Task requirements. Each record below should appear again exactly as written.

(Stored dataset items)
· · ·

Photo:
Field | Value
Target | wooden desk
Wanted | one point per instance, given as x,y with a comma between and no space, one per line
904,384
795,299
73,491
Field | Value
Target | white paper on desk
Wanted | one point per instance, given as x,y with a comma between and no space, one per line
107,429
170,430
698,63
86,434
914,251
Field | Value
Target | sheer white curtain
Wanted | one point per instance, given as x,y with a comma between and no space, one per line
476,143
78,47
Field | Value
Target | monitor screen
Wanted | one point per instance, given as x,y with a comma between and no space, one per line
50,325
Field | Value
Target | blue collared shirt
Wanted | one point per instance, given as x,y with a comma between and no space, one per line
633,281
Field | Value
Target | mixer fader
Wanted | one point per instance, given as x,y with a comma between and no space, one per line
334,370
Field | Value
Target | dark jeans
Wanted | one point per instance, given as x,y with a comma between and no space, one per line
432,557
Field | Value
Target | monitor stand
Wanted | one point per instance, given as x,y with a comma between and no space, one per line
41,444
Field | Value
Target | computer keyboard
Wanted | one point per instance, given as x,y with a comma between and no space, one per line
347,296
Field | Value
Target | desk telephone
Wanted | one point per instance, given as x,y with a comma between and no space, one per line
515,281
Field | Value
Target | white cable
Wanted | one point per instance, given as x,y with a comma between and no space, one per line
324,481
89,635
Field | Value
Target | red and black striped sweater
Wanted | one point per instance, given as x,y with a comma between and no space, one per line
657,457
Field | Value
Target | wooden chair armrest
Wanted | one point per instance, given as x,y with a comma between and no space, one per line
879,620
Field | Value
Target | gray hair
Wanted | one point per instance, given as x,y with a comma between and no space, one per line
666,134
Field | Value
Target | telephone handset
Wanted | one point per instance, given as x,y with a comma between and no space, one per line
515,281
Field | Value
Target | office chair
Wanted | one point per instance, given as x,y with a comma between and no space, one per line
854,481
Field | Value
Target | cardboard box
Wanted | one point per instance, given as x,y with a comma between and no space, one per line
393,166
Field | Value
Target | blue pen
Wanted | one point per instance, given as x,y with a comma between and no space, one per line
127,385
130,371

· · ·

Reply to the exercise.
Photo:
Field | Value
Target | wooden desk
Wanted | one point per instance, given as x,y with a comma between and no space, one per line
904,384
795,299
73,491
Field | Value
Target | white paper on desk
Wanted | one point per instance, given as x,y with a comma between and no space, one per line
107,429
170,430
698,63
86,434
914,251
Field | Value
Target | sheer white curtain
Wanted | one point per instance, given as x,y with a comma between and no space, one per line
476,143
78,47
Field | Value
Target | monitor screen
Wanted | one point per instance, given as x,y with a comma between and no space, one per line
50,325
Field | Value
Target | blue collared shirt
Wanted | one point per instance, given as x,y with a comma between and no space, one per line
633,281
Field | Value
Target | mixer fader
Wanted | one point per instance, given as x,y with a comma between and no space, one per line
334,370
Field | Value
Target | dark jeans
Wanted | one point per instance, given as x,y with a comma between and no space, one per line
432,557
Field | Value
Target | monitor stand
Wanted | one point per instance, given as x,y with a comma between and no space, one per line
41,444
Field | Value
Target | computer keyboard
Wanted | one point per instance, given as x,y with a comma between and no space, one per line
347,296
Field | Value
Target | desk telephone
Wanted | one point per instance, given as x,y with a comma between and no space, one per line
515,281
Field | Value
Target | white cable
Wanted | one point per instance, given as x,y with a comma between and no space, one per line
324,481
89,635
Field | Value
Target | red and black striped sweater
Wanted | one point per instance, given as x,y with a comma between and no space, one per line
657,457
Field | Value
Target | wooden chair armrest
Wanted | one point per instance, given as x,y with a comma between and no space, one per line
879,620
Field | Value
Target | gray hair
Wanted | one point per instance, given as x,y with a comma between and no space, one per line
666,134
Field | Value
Target | telephone handset
Wanted | one point per instance, given as x,y with a comma between and no space, one per line
515,281
Field | Value
Target | office chair
Wanted | one point per instance, given as x,y with a comma between and no space, one per line
854,481
Field | Value
Target | cardboard box
Wanted | one point per instance, given as x,y with a comma between and no space, one per line
393,166
Field | Value
Target | blue pen
Wanted | one point per instance, given as x,y with a comma between and no space, one per line
127,385
130,371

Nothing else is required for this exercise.